(Directions for this task)
Present every line of the listing below as a Markdown table with two columns, Row and Line, numbering the rows in order and leaving out blank lines.

(Data extracted from a collection)

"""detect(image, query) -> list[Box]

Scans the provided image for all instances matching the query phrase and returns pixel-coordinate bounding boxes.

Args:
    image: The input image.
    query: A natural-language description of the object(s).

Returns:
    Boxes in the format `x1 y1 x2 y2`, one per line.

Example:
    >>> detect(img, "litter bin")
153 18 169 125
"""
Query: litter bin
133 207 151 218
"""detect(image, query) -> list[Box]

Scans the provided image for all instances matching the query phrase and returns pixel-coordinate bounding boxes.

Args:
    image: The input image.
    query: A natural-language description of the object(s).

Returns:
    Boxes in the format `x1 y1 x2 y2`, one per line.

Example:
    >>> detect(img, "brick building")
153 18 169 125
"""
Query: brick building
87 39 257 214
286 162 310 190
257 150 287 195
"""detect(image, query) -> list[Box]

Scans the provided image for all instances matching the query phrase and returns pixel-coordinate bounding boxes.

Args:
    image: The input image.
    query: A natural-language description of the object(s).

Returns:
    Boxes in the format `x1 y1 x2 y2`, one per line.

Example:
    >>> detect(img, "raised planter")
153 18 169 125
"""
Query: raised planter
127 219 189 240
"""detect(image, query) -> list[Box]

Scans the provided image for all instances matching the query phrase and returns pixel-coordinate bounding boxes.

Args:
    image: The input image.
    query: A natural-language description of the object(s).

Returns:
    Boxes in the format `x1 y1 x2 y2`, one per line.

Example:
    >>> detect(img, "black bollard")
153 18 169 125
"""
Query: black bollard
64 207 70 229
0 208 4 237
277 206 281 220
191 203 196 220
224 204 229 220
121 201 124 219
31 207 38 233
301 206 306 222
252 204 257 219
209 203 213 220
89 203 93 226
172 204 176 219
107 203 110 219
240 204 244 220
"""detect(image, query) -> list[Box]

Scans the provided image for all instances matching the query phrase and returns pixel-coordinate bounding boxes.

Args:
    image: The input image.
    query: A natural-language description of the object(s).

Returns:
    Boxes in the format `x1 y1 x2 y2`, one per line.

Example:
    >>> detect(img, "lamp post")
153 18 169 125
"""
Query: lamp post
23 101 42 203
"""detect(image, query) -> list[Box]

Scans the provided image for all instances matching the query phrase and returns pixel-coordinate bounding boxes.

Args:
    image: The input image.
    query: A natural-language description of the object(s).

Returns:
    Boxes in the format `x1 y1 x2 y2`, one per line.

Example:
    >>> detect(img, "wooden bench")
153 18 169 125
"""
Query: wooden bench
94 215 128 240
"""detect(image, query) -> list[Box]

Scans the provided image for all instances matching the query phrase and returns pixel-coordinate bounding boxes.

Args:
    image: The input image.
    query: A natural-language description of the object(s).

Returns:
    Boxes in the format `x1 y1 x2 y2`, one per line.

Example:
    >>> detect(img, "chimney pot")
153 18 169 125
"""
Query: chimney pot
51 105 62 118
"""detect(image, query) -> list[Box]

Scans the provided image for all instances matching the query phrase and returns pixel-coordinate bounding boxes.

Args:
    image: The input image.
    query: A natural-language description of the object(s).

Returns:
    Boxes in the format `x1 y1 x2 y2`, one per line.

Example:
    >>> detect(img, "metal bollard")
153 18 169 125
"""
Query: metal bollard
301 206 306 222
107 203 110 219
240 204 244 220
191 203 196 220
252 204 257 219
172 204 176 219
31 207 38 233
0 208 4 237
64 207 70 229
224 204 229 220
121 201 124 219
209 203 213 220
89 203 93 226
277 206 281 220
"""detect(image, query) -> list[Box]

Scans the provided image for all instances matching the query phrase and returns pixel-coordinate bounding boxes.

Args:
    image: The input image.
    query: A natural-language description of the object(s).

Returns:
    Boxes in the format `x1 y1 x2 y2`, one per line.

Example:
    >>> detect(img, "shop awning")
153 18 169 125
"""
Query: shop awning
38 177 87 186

(Written reply)
| Row | Line |
|---|---|
| 1 | """detect(image, query) -> list[Box] |
| 2 | Scans the provided image for all instances matching the query phrase and returns pixel-coordinate bounding boxes. |
| 3 | Args: |
| 4 |     image: The input image. |
| 5 |     query: A natural-language description of the object(s). |
| 6 | Returns: |
| 7 |     Boxes in the format `x1 y1 x2 y2`, one per line. |
| 8 | Example: |
| 9 |     >>> detect(img, "litter bin") |
| 10 | 153 18 169 125 |
| 11 | """ |
| 12 | Query: litter bin |
| 13 | 133 207 151 218 |
| 14 | """detect(image, query) -> list[Box] |
| 15 | Scans the provided image for all instances matching the query phrase and returns pixel-coordinate bounding boxes. |
| 16 | Args: |
| 17 |     image: The input image. |
| 18 |     query: A natural-language description of the object(s). |
| 19 | Returns: |
| 20 |     Boxes in the format `x1 y1 x2 y2`, one per line. |
| 21 | Example: |
| 22 |     >>> detect(img, "brick building") |
| 23 | 153 18 169 125 |
| 24 | """ |
| 25 | Query: brick building |
| 26 | 87 39 257 214 |
| 27 | 286 162 310 190 |
| 28 | 257 150 287 195 |
| 29 | """detect(image, query) -> list[Box] |
| 30 | Scans the provided image for all instances matching the query phrase and returns pixel-coordinate bounding boxes. |
| 31 | Args: |
| 32 |     image: The input image. |
| 33 |     query: A natural-language description of the object(s). |
| 34 | Returns: |
| 35 |     Boxes in the format `x1 y1 x2 y2`, one per line. |
| 36 | Example: |
| 37 |     >>> detect(img, "raised planter") |
| 38 | 153 18 169 125 |
| 39 | """ |
| 40 | Query: raised planter |
| 41 | 127 219 189 240 |
| 42 | """detect(image, query) -> list[Box] |
| 43 | Scans the provided image for all instances matching the query phrase and returns pixel-coordinate bounding boxes. |
| 44 | Args: |
| 45 |     image: The input image. |
| 46 |     query: A natural-language description of the object(s). |
| 47 | Returns: |
| 48 |     Boxes in the format `x1 y1 x2 y2`, one per line. |
| 49 | Example: |
| 50 |     >>> detect(img, "black bollard") |
| 51 | 153 18 169 125 |
| 52 | """ |
| 53 | Query: black bollard |
| 54 | 64 207 70 229 |
| 55 | 0 208 4 237 |
| 56 | 277 206 281 220 |
| 57 | 191 203 196 220 |
| 58 | 224 204 229 220 |
| 59 | 121 201 124 219 |
| 60 | 31 207 38 233 |
| 61 | 301 206 306 222 |
| 62 | 252 204 257 219 |
| 63 | 209 203 213 220 |
| 64 | 89 203 93 226 |
| 65 | 172 204 176 219 |
| 66 | 107 203 110 219 |
| 67 | 240 204 244 220 |
| 68 | """detect(image, query) -> list[Box] |
| 69 | Scans the provided image for all instances matching the query phrase and returns pixel-coordinate bounding boxes. |
| 70 | Args: |
| 71 |     image: The input image. |
| 72 |     query: A natural-language description of the object(s). |
| 73 | Returns: |
| 74 |     Boxes in the format `x1 y1 x2 y2`, one per line. |
| 75 | Example: |
| 76 |     >>> detect(img, "lamp post") |
| 77 | 153 18 169 125 |
| 78 | """ |
| 79 | Query: lamp post |
| 80 | 23 101 42 203 |
| 81 | """detect(image, query) -> list[Box] |
| 82 | Scans the provided image for all instances matching the query phrase and returns pixel-coordinate bounding boxes. |
| 83 | Args: |
| 84 |     image: The input image. |
| 85 |     query: A natural-language description of the object(s). |
| 86 | Returns: |
| 87 |     Boxes in the format `x1 y1 x2 y2`, one per line. |
| 88 | Example: |
| 89 |     >>> detect(img, "wooden bench") |
| 90 | 153 18 169 125 |
| 91 | """ |
| 92 | Query: wooden bench |
| 93 | 94 215 128 240 |
| 94 | """detect(image, query) -> list[Box] |
| 95 | Scans the provided image for all instances matching the query phrase and returns pixel-coordinate bounding boxes. |
| 96 | Args: |
| 97 |     image: The input image. |
| 98 |     query: A natural-language description of the object(s). |
| 99 | Returns: |
| 100 |     Boxes in the format `x1 y1 x2 y2`, one per line. |
| 101 | Example: |
| 102 |     >>> detect(img, "chimney pot") |
| 103 | 153 18 169 125 |
| 104 | """ |
| 105 | Query: chimney pot |
| 106 | 51 105 62 118 |
| 107 | """detect(image, query) -> list[Box] |
| 108 | Scans the provided image for all instances matching the query phrase and returns pixel-coordinate bounding boxes. |
| 109 | Args: |
| 110 |     image: The input image. |
| 111 |     query: A natural-language description of the object(s). |
| 112 | Returns: |
| 113 |     Boxes in the format `x1 y1 x2 y2`, one per line. |
| 114 | Example: |
| 115 |     >>> detect(img, "metal bollard") |
| 116 | 153 18 169 125 |
| 117 | """ |
| 118 | Query: metal bollard |
| 119 | 301 206 306 222 |
| 120 | 107 203 110 219 |
| 121 | 240 204 244 220 |
| 122 | 191 203 196 220 |
| 123 | 252 204 257 219 |
| 124 | 172 204 176 219 |
| 125 | 31 207 38 233 |
| 126 | 0 208 4 237 |
| 127 | 64 207 70 229 |
| 128 | 224 204 229 220 |
| 129 | 121 201 124 219 |
| 130 | 209 203 213 220 |
| 131 | 89 203 93 226 |
| 132 | 277 206 281 220 |
| 133 | """detect(image, query) -> list[Box] |
| 134 | Scans the provided image for all instances matching the query phrase and returns pixel-coordinate bounding boxes. |
| 135 | Args: |
| 136 |     image: The input image. |
| 137 |     query: A natural-language description of the object(s). |
| 138 | Returns: |
| 139 |     Boxes in the format `x1 y1 x2 y2`, one per line. |
| 140 | Example: |
| 141 |     >>> detect(img, "shop awning") |
| 142 | 153 18 169 125 |
| 143 | """ |
| 144 | Query: shop awning |
| 145 | 38 177 87 186 |